■ **What is needed**:
Without changing a single word, restate the entries below.
BEGIN
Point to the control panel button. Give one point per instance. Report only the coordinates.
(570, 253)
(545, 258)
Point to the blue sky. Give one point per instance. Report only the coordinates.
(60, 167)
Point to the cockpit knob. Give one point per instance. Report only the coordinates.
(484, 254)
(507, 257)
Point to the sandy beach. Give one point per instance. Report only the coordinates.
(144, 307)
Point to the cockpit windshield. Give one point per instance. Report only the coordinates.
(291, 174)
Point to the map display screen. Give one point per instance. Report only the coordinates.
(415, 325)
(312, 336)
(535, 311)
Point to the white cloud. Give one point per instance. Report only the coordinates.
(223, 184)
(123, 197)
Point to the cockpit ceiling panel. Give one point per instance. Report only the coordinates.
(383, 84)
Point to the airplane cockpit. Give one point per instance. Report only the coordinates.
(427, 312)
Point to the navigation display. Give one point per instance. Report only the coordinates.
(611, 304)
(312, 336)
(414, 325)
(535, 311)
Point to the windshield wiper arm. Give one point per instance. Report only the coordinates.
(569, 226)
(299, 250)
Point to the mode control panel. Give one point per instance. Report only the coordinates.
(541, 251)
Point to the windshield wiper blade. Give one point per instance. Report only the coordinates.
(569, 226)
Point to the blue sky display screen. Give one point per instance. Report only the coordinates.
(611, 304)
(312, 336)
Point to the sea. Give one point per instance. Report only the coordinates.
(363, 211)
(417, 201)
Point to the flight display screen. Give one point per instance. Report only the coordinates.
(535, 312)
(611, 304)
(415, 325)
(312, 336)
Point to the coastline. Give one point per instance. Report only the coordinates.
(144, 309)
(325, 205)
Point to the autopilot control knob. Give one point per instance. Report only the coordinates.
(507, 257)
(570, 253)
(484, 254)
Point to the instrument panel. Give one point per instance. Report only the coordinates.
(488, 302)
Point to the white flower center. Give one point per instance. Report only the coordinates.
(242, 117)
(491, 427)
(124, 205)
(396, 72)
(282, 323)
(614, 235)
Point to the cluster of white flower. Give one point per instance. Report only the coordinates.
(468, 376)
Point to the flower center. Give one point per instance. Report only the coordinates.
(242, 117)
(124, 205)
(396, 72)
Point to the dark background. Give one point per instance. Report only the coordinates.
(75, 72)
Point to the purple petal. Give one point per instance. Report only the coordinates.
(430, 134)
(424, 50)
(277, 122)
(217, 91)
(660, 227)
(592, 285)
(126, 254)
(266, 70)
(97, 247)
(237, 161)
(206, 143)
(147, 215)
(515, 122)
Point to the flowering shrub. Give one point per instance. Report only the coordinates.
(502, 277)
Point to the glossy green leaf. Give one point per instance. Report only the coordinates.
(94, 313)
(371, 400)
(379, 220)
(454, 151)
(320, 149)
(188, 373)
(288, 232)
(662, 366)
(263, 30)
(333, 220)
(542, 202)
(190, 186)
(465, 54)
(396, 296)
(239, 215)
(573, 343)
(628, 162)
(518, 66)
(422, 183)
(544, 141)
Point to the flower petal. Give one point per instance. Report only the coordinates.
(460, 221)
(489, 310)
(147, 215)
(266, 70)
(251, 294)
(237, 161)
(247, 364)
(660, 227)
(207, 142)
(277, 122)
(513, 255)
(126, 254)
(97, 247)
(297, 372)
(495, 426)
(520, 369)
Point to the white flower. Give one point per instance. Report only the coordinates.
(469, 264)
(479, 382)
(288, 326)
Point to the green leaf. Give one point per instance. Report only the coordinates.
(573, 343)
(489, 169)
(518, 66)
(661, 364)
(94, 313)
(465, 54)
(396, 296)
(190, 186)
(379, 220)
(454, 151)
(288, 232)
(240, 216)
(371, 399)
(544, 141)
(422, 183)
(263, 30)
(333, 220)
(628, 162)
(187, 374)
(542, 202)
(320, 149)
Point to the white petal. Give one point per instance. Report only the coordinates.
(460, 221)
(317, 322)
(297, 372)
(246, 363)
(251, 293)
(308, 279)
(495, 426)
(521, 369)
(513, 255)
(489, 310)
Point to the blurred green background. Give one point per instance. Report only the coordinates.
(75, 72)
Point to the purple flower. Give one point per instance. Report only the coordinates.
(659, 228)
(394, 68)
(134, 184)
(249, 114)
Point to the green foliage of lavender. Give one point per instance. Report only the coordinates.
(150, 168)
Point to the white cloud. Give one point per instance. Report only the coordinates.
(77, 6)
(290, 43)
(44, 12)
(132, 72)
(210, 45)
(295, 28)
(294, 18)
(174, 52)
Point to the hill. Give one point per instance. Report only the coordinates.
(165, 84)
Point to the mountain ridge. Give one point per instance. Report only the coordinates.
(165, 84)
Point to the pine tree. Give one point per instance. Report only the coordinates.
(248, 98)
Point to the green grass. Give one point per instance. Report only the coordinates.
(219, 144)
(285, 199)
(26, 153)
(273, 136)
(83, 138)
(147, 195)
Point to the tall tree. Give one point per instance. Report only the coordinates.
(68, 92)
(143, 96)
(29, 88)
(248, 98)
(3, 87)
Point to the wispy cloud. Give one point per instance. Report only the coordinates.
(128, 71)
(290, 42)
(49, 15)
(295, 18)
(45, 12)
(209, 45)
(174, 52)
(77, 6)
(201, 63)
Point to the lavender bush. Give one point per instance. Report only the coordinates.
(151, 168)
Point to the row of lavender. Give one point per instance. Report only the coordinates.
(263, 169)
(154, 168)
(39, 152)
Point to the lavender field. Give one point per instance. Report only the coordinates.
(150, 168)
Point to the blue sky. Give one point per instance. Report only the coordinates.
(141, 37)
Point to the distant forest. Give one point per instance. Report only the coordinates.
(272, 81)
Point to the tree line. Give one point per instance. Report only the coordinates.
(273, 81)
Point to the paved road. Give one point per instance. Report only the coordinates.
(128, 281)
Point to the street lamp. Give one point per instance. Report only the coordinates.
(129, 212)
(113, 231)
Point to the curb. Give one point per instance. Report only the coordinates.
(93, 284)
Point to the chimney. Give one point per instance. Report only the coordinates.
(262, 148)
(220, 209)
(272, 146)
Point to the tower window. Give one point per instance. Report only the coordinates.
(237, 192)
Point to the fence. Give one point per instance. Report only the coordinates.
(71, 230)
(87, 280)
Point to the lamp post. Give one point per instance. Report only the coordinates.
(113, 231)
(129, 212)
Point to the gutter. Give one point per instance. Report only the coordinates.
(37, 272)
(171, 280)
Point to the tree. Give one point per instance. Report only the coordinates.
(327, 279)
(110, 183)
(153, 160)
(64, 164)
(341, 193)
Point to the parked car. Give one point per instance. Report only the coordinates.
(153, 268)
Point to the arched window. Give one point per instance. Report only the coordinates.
END
■ **Your solution**:
Point to the control panel button. Give one point per instance. Report only the coordinates.
(570, 253)
(545, 258)
Point to the blue sky. Give one point per instance. Report only the coordinates.
(60, 167)
Point to the cockpit knob. Give one point per instance. Report only the coordinates.
(484, 254)
(507, 257)
Point to the sandy beach. Give one point per instance. Report only the coordinates.
(144, 307)
Point to the cockpit windshield. Give one point per instance. Report only the coordinates.
(291, 174)
Point to the map display screen. Give one point per instance. Report only the coordinates.
(415, 325)
(312, 336)
(535, 311)
Point to the white cloud. Give one point per instance. Report only the coordinates.
(223, 184)
(123, 197)
Point to the cockpit ceiling panel. Give one point per instance. Report only the coordinates.
(383, 84)
Point to the airplane cockpit. Give one point per instance. Report only the coordinates.
(427, 312)
Point to the navigation display. Give one point per instance. Report only the coordinates.
(611, 304)
(312, 336)
(414, 325)
(535, 311)
Point to the windshield wiper arm. Give one point per instance. Report only the coordinates.
(569, 226)
(299, 250)
Point to the mode control panel. Give one point per instance. Report only the coordinates.
(541, 251)
Point to the windshield wiper blade. Give one point per instance. Report only the coordinates.
(569, 226)
Point to the blue sky display screen. Give one point per instance. Report only the coordinates.
(611, 304)
(312, 336)
Point to the sea. Give one point per instance. Report only the coordinates.
(363, 211)
(417, 201)
Point to the flight display screen. Give one point per instance. Report only the coordinates.
(535, 312)
(611, 304)
(415, 325)
(312, 336)
Point to the coastline. Give one point per instance. Report only the coordinates.
(144, 309)
(325, 205)
Point to the autopilot control knob. Give one point per instance. Report only the coordinates.
(507, 257)
(570, 253)
(484, 254)
Point to the instrument panel. Give one point per instance. Report only the coordinates.
(488, 302)
Point to the white flower center. Give one point per instance. Report only the coordinates.
(242, 117)
(491, 427)
(124, 205)
(396, 72)
(282, 323)
(614, 235)
Point to the cluster of white flower. Give one point per instance. Report only the coordinates.
(468, 376)
Point to the flower center. Give one point per instance. Report only the coordinates.
(242, 117)
(124, 205)
(396, 72)
Point to the dark background. Give one point per instance. Report only the coordinates.
(75, 72)
Point to the purple petal. Give one point per instance. Report only the coordinates.
(430, 134)
(424, 50)
(277, 122)
(217, 91)
(660, 227)
(592, 285)
(126, 254)
(266, 70)
(97, 247)
(237, 161)
(206, 143)
(147, 215)
(515, 122)
Point to the flowering shrub. Give one point per instance. Report only the coordinates.
(502, 277)
Point to the glossy green leaf. Give one point per instance. Report only the coordinates.
(94, 313)
(371, 400)
(379, 220)
(454, 151)
(320, 149)
(188, 373)
(288, 232)
(662, 366)
(263, 30)
(333, 220)
(542, 202)
(190, 186)
(465, 54)
(396, 296)
(239, 215)
(573, 343)
(628, 162)
(518, 66)
(422, 183)
(544, 141)
Point to the flower petal. Give one point per instance. Report only the coordinates.
(460, 221)
(489, 310)
(147, 215)
(266, 70)
(251, 294)
(237, 161)
(247, 364)
(660, 227)
(207, 142)
(277, 122)
(513, 255)
(126, 254)
(97, 247)
(297, 372)
(495, 426)
(520, 369)
Point to the white flower. Give one point per instance. Report only the coordinates.
(469, 264)
(479, 382)
(288, 326)
Point to the green leaf. Give one point per instance. Report only the coordinates.
(573, 343)
(489, 169)
(518, 66)
(661, 364)
(94, 313)
(465, 54)
(396, 296)
(190, 186)
(379, 220)
(454, 151)
(288, 232)
(240, 216)
(371, 399)
(544, 141)
(422, 183)
(263, 30)
(333, 220)
(628, 162)
(187, 374)
(542, 202)
(320, 149)
Point to the white petal. Give one point per instance. Report only the coordinates.
(460, 221)
(317, 322)
(297, 372)
(246, 363)
(251, 293)
(308, 279)
(495, 426)
(521, 369)
(513, 255)
(489, 310)
Point to the blurred green background. Give one point per instance. Report only the coordinates.
(75, 72)
Point to the purple flower. Give one point per instance. Report only the coordinates.
(659, 228)
(394, 68)
(134, 184)
(249, 114)
Point to the green foliage of lavender. Give one point per instance. Report only the coordinates.
(150, 168)
Point to the white cloud. Give one point per instance. Report only the coordinates.
(77, 6)
(290, 43)
(44, 12)
(132, 72)
(210, 45)
(295, 28)
(294, 18)
(174, 52)
Point to the hill. Give one point per instance. Report only the coordinates.
(165, 84)
Point to the mountain ridge. Give one point per instance. Report only the coordinates.
(165, 84)
Point to the pine tree. Give one point per instance. Report only the coordinates.
(248, 98)
Point to the green grass. Give one point per instance. Report only the coordinates.
(219, 144)
(285, 199)
(26, 153)
(273, 136)
(83, 138)
(147, 195)
Point to the tall tree. Give one point per instance. Report only the coordinates.
(68, 92)
(143, 96)
(29, 88)
(248, 98)
(3, 87)
Point to the wispy cloud. Give one point per instance. Report only the coordinates.
(128, 71)
(290, 42)
(49, 15)
(295, 18)
(45, 12)
(209, 45)
(174, 52)
(77, 6)
(201, 63)
Point to the lavender bush. Give one point per instance. Report only the coordinates.
(151, 168)
Point to the row of lavender. Give one point per instance. Report only the coordinates.
(263, 169)
(154, 168)
(39, 152)
Point to the lavender field. Give one point per instance. Report only the coordinates.
(150, 168)
Point to the blue sky. Give one point per instance. Report only the coordinates.
(141, 37)
Point to the distant forest. Give one point per instance. Report only the coordinates.
(272, 81)
Point to the tree line. Give one point per instance. Report only the coordinates.
(273, 81)
Point to the paved road. Give one point per instance. Report only the coordinates.
(128, 281)
Point to the street lamp. Give one point per instance. Report only the coordinates.
(129, 212)
(113, 231)
Point to the curb. Give one point per instance. Report only the coordinates.
(93, 284)
Point to the chimney. Give one point per instance. Report only the coordinates.
(262, 148)
(220, 209)
(272, 146)
Point to the tower window. Give one point per instance. Report only the coordinates.
(237, 192)
Point to the fence. Give one point per instance. Report only the coordinates.
(71, 230)
(87, 280)
Point to the lamp post. Give one point per instance. Report only the coordinates.
(113, 231)
(129, 212)
Point to the gutter. Give one point per instance. Report only the coordinates.
(37, 272)
(171, 280)
Point to the tree. Give one point per instance. Report only the coordinates.
(327, 279)
(110, 183)
(153, 160)
(64, 164)
(341, 193)
Point to the parked car. Give one point per instance. Report only the coordinates.
(153, 268)
Point to the arched window. Give one point per instance. Report only the coordinates.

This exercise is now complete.